● EXERCISE DETAILS
Reproduce the entries below word for word, starting at the line that contains "Annotation instructions: The target class is bird" and ending at the line that contains "26;81;554;242", with both of those lines included.
== RECORDS FOR THE TASK
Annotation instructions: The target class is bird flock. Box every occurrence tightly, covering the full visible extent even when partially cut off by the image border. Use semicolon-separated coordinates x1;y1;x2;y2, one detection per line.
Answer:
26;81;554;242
====
== RECORDS FOR THE TASK
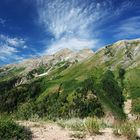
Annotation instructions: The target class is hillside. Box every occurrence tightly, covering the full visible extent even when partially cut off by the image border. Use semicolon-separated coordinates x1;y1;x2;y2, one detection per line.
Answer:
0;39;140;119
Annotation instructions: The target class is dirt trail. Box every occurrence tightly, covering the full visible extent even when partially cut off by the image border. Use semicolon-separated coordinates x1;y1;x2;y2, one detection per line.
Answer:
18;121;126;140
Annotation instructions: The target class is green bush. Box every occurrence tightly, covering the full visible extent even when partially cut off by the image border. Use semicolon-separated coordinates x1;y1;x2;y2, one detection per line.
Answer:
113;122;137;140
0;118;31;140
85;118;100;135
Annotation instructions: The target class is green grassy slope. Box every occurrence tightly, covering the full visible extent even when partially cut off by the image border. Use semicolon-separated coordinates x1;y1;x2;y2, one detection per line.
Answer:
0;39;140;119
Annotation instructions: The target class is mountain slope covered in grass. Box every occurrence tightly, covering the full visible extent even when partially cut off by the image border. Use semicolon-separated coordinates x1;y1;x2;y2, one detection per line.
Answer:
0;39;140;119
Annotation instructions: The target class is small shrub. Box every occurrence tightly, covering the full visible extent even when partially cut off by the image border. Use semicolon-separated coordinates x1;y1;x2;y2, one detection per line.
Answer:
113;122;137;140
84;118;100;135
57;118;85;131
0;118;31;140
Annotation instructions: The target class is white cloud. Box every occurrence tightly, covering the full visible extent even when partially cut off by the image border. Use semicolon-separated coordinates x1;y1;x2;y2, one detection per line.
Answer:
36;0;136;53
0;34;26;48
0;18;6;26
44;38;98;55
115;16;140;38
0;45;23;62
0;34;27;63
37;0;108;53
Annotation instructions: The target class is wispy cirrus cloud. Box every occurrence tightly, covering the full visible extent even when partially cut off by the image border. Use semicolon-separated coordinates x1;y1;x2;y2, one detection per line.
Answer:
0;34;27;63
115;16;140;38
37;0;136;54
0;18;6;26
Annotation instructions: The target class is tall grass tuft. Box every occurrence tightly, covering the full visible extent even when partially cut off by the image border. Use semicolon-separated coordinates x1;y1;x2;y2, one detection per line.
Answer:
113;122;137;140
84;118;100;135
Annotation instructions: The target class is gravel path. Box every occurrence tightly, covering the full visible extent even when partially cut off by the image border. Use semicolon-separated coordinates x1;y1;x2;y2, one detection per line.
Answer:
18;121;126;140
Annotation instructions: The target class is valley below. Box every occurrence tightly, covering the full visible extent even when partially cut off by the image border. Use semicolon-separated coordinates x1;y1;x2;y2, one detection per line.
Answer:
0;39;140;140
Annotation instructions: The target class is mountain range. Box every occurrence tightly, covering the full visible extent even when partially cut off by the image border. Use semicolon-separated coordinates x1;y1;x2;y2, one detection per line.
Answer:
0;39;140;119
====
== RECORDS FOR THE TASK
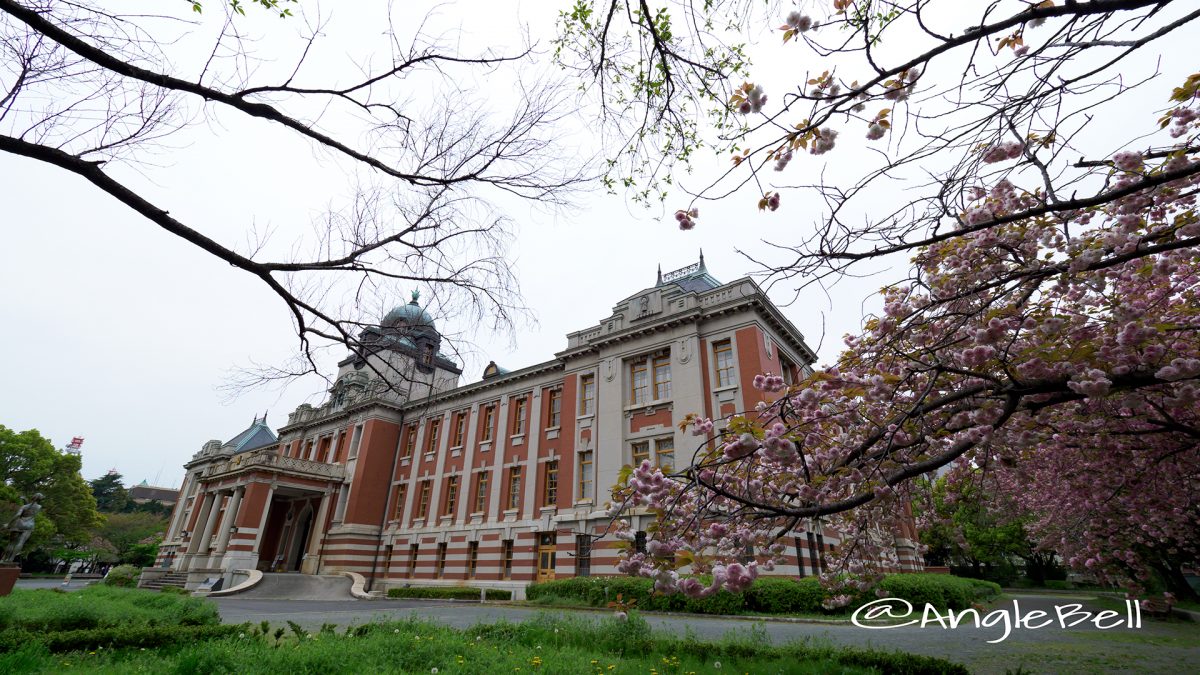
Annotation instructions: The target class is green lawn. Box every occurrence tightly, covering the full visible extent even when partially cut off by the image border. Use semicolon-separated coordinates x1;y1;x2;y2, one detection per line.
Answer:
====
● COMPLETE ANSWER
Annotation instructions: The target class is bird flock. Box every occurrence tightly, covering the full visible extent even when partially cut off by the image border. Use semicolon-separated coordinates x1;y1;x2;y2, one detection per line.
Answer:
26;81;554;242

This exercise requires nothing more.